— Task —
Reproduce the data verbatim, beginning with the line that contains "# test: point to the black board" and stopping after the last line of the data, with both of those lines included.

— Available records —
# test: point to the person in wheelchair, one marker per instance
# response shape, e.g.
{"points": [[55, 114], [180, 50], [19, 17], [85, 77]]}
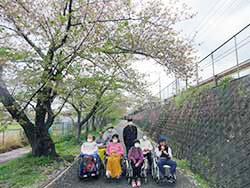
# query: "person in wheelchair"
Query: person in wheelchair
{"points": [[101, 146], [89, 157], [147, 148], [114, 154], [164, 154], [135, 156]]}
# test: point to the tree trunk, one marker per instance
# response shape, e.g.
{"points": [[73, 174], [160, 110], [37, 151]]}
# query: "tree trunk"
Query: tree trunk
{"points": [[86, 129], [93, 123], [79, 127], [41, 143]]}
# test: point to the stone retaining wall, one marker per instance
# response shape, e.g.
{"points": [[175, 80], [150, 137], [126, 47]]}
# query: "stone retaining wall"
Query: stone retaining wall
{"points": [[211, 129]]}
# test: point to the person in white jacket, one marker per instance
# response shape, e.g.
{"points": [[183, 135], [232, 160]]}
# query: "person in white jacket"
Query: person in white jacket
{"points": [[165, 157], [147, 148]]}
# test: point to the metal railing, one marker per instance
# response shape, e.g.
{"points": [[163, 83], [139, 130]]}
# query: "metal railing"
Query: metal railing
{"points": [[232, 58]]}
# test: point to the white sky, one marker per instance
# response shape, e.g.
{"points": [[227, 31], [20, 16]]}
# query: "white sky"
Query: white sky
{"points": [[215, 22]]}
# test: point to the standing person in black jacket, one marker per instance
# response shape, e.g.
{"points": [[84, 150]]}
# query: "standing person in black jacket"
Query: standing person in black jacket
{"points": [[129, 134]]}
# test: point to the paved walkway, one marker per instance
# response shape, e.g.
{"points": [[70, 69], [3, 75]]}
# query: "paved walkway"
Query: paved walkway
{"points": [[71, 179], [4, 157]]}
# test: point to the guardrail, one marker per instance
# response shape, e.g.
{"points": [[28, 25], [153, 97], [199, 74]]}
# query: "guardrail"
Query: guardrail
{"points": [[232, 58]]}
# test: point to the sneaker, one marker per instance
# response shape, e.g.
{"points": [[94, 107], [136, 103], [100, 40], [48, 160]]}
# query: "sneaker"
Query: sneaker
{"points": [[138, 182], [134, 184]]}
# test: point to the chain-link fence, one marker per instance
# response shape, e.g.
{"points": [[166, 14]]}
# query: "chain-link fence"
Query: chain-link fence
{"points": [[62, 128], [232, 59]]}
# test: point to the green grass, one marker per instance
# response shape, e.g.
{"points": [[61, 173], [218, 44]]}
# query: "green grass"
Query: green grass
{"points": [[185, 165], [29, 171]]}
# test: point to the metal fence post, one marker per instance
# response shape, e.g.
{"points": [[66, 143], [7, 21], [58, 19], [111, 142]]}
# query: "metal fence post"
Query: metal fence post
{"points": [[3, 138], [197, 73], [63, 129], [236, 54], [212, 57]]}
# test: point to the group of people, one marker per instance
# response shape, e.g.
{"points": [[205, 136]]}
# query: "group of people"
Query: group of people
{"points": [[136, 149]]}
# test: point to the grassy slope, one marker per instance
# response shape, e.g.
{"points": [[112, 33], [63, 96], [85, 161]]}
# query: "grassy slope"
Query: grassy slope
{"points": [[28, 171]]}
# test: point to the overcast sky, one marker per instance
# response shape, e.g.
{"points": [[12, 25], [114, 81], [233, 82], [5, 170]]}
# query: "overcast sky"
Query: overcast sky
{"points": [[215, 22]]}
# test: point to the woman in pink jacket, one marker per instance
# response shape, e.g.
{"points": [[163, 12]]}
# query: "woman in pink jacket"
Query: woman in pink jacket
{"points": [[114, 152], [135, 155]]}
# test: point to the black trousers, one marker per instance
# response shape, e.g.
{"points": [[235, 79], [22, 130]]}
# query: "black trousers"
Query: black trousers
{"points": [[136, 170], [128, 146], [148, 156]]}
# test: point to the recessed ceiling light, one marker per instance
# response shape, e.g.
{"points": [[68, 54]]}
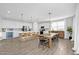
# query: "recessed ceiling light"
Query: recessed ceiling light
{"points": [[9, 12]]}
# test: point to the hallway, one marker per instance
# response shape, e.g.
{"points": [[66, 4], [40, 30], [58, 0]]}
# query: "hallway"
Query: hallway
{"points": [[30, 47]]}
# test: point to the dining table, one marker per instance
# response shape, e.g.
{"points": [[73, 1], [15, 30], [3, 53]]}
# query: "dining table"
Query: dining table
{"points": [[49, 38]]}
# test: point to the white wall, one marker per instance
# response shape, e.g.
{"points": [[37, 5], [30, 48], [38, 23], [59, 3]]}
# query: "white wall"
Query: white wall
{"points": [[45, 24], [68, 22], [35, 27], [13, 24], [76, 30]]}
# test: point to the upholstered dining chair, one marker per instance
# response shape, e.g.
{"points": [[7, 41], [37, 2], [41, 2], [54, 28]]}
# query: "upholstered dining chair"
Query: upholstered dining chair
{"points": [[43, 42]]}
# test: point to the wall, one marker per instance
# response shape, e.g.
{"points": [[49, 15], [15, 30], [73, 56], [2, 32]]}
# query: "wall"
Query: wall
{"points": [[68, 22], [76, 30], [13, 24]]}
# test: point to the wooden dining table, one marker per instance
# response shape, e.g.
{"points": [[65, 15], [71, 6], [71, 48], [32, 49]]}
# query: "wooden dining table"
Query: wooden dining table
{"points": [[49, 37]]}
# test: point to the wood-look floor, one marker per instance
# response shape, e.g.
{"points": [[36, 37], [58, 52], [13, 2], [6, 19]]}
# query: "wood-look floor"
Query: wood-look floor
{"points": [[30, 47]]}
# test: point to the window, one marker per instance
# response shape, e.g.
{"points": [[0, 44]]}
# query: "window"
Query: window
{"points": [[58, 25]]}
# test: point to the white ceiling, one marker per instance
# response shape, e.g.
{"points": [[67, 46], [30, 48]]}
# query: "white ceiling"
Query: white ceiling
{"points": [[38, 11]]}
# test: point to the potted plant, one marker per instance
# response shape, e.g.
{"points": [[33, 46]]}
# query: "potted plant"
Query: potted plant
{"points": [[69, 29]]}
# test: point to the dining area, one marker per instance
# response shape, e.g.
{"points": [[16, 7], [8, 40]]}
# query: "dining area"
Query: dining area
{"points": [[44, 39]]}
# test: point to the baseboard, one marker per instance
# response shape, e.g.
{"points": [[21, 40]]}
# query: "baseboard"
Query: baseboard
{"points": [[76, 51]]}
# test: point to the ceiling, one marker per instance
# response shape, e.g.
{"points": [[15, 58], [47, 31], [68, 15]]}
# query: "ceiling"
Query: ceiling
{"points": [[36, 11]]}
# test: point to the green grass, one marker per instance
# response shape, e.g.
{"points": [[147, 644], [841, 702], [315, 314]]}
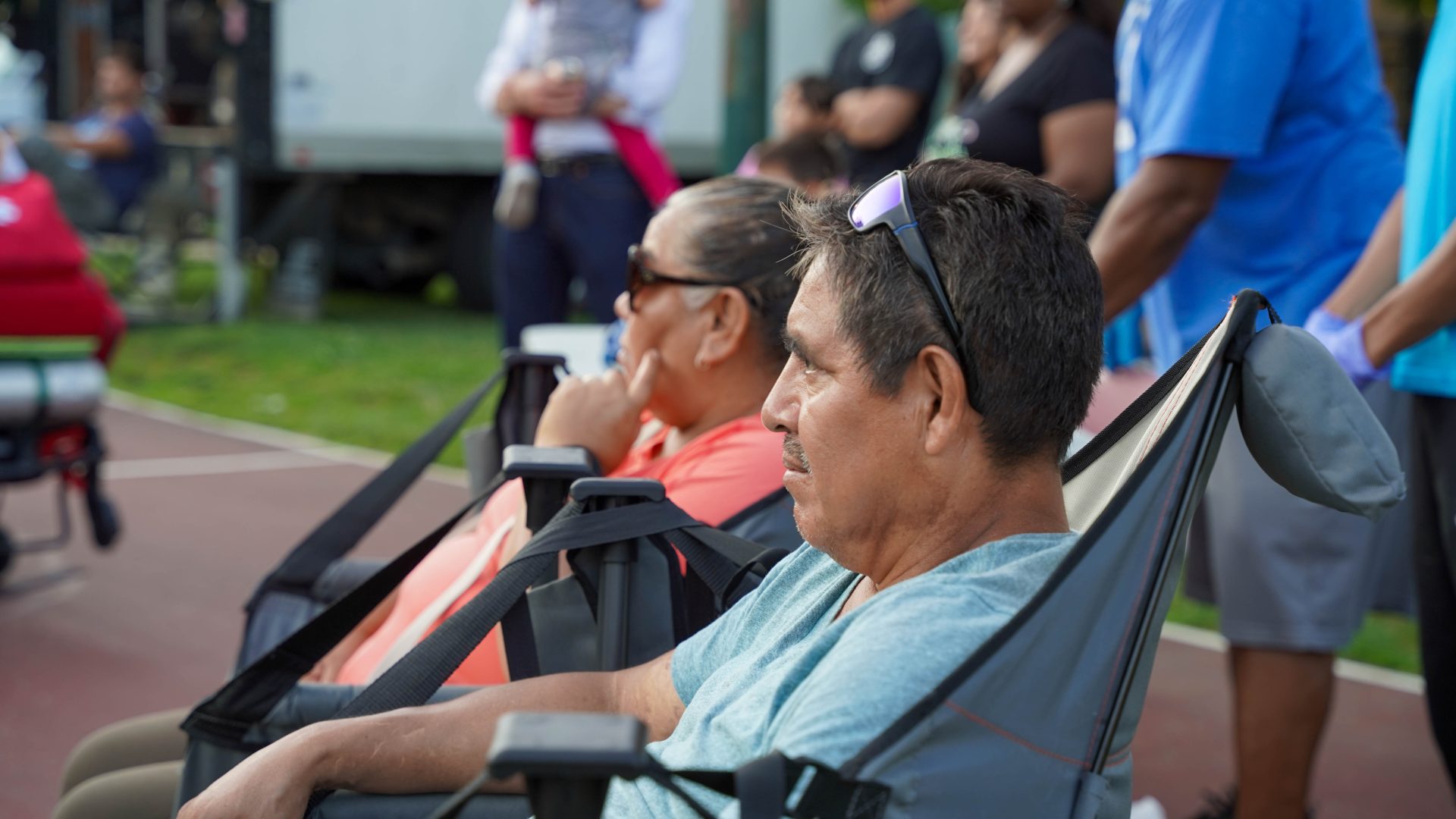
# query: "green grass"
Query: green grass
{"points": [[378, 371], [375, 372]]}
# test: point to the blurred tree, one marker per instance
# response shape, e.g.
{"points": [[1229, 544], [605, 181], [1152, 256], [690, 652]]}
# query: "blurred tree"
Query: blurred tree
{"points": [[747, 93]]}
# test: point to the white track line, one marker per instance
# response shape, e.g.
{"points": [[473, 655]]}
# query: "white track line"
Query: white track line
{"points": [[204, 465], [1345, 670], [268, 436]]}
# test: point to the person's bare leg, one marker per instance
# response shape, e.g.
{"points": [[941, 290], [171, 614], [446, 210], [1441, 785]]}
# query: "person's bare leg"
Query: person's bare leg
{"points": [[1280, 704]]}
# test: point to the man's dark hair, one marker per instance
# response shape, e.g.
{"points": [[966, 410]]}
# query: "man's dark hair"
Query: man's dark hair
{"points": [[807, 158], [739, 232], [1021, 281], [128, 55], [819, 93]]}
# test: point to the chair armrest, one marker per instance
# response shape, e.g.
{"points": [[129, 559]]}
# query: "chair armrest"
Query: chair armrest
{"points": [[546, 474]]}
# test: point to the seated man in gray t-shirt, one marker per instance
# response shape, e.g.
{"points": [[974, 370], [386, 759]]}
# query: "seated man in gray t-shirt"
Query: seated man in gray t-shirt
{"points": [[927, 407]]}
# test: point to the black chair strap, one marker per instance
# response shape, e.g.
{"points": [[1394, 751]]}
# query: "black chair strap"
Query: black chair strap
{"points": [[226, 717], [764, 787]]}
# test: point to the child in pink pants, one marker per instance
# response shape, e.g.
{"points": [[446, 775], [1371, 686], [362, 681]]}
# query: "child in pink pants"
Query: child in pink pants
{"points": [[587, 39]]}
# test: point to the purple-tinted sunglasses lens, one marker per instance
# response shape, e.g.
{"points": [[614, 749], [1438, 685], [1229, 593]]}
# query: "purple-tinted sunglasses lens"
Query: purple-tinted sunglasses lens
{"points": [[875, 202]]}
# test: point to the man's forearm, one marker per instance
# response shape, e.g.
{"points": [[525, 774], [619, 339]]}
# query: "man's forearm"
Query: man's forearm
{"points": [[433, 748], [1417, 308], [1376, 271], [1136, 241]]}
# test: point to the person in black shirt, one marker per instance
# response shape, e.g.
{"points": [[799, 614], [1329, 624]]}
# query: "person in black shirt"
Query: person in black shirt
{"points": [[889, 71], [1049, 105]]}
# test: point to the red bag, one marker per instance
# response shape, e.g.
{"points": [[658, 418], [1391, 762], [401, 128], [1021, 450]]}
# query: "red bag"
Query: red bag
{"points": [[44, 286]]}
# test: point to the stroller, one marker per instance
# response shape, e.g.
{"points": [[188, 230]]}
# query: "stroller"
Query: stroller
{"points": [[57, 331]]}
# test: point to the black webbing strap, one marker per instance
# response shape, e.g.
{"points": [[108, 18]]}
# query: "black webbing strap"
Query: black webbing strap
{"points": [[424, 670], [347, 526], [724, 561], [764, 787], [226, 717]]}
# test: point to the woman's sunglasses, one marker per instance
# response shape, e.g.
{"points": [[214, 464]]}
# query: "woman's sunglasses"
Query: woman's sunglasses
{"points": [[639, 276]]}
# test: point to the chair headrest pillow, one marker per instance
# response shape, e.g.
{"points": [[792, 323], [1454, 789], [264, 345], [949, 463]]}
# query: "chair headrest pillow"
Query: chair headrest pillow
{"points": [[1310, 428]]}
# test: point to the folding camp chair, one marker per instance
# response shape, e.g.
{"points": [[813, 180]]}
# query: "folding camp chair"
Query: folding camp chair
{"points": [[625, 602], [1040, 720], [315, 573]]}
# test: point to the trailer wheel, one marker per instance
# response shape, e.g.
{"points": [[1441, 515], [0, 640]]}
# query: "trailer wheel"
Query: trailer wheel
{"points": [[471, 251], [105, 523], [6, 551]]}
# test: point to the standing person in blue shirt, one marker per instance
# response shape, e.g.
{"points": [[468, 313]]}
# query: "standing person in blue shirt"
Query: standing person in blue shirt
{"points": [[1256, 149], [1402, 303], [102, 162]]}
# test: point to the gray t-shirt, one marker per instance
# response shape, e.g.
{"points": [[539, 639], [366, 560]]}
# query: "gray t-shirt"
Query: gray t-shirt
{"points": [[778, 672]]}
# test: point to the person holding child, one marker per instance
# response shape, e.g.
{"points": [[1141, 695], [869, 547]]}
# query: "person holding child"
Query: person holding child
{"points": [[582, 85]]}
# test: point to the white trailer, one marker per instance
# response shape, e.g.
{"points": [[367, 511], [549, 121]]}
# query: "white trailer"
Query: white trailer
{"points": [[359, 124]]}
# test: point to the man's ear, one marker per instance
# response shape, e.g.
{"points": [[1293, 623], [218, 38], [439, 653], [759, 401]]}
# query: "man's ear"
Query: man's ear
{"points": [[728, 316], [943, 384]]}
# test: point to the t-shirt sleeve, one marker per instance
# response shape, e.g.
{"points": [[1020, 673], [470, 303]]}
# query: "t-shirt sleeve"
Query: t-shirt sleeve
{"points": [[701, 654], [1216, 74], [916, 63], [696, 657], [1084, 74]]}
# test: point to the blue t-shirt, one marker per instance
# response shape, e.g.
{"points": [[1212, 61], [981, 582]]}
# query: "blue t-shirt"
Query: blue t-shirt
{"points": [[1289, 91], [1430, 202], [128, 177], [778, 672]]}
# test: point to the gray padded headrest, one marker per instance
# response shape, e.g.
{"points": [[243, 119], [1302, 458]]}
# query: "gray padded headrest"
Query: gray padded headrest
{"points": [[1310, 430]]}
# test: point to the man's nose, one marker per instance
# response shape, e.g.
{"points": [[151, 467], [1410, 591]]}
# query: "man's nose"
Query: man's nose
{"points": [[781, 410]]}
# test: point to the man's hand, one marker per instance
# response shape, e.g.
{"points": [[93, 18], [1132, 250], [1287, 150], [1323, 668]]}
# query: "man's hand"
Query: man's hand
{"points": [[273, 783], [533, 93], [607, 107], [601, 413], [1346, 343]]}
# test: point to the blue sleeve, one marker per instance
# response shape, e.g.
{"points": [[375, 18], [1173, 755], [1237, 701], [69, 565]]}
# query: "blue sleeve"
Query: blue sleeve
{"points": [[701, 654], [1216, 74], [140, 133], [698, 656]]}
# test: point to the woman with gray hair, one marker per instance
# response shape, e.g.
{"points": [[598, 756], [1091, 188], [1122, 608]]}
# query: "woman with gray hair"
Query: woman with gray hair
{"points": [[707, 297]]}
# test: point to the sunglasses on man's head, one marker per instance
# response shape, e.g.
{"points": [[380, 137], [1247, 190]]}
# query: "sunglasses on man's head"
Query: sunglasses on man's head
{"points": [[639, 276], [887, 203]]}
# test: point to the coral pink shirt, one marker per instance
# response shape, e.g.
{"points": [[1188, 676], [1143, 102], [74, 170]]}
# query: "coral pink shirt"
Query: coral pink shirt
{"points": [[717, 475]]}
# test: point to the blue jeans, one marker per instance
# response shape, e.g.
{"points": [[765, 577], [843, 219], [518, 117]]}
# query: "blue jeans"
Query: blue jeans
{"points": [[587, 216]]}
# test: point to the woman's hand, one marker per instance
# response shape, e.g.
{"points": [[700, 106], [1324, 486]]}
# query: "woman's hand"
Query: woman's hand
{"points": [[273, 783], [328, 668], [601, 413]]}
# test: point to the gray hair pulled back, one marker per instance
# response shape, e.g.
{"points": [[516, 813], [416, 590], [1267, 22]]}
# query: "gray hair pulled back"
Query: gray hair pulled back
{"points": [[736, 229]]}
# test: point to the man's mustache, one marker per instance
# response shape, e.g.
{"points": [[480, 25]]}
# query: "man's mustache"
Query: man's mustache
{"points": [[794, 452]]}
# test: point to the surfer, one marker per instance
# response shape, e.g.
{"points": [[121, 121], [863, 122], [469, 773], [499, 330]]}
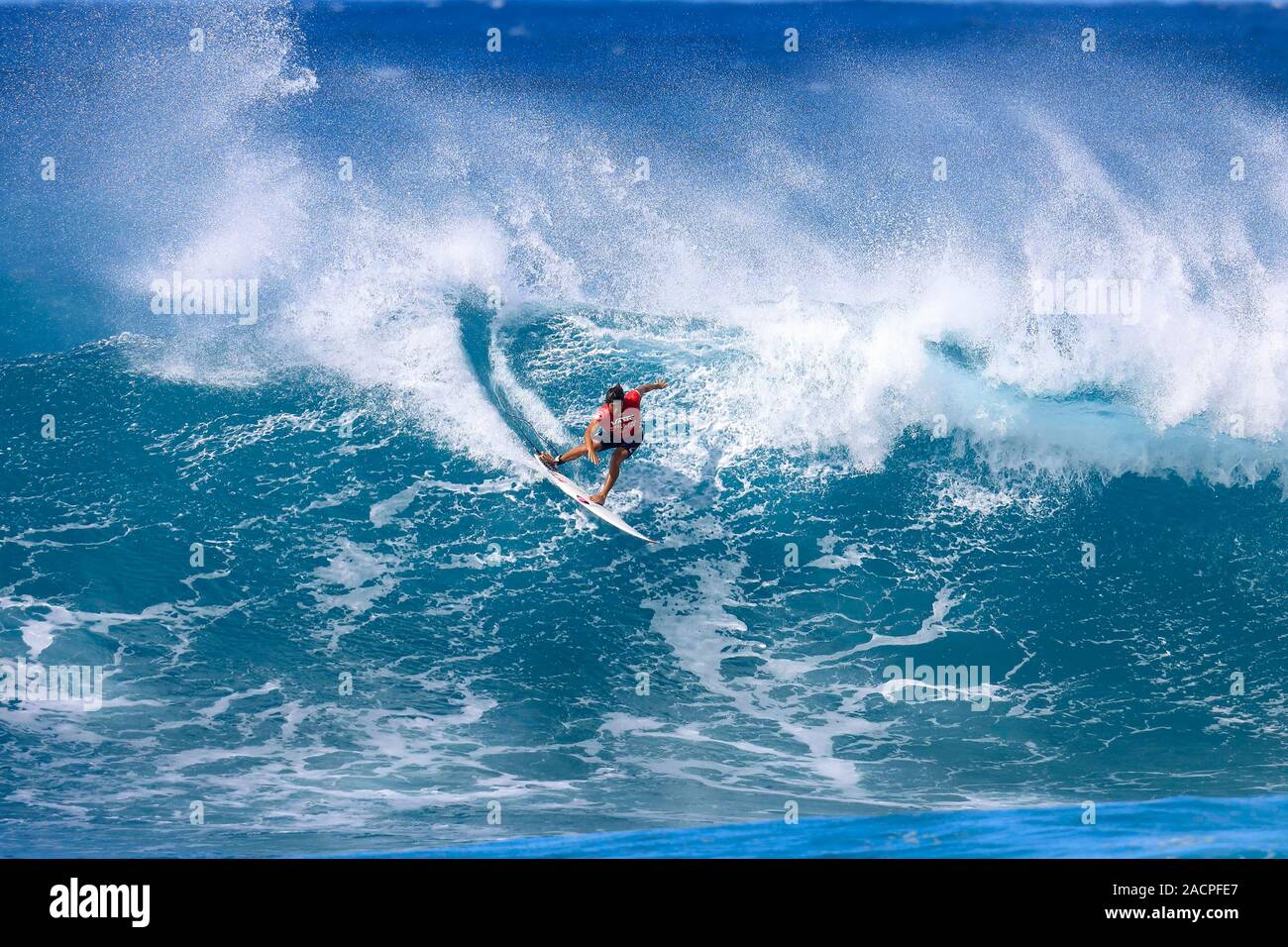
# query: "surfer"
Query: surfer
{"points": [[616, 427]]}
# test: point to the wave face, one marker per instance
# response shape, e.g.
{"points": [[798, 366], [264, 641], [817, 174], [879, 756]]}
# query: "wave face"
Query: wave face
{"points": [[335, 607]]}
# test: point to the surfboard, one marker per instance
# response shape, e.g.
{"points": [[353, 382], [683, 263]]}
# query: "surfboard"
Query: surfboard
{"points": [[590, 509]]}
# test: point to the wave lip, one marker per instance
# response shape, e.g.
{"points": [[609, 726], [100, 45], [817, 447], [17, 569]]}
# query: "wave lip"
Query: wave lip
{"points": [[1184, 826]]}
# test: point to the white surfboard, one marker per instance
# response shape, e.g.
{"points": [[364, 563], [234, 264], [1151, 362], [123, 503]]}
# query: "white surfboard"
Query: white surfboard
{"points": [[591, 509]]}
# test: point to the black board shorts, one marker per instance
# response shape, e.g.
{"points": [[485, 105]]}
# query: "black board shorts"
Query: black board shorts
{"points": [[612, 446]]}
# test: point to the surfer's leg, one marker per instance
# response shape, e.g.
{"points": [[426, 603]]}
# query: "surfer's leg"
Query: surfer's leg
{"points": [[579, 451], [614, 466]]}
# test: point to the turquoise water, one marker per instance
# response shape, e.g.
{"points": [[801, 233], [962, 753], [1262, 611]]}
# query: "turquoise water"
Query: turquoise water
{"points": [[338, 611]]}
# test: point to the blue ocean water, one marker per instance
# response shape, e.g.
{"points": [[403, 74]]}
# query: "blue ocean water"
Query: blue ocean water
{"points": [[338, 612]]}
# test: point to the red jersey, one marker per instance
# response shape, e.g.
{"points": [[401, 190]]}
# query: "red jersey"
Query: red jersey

— The result —
# test: point to the black board shorts, one marker per instance
# response shape, e.g.
{"points": [[485, 105]]}
# query: "black board shorts"
Query: black board shorts
{"points": [[612, 446]]}
# test: point to the surfer's leg, one marker per instance
# response shape, e.g.
{"points": [[426, 603]]}
# query: "surfer's leg"
Query: surfer's leg
{"points": [[579, 451], [614, 466]]}
# test: point to the turquoise water, one marker per instance
# response shape, e.g.
{"points": [[801, 233], [962, 753], [1262, 611]]}
# query: "turquoise water"
Query: turquoise water
{"points": [[338, 611]]}
# test: point to the blue ocean water, one marker per instance
# response shape, e.g.
{"points": [[403, 74]]}
# query: "blue ocean water"
Query: blue ocean water
{"points": [[338, 612]]}
# test: point to the red jersey, one marker per instance
# response shape, e.g.
{"points": [[401, 190]]}
# query: "red jersey"
Query: red jersey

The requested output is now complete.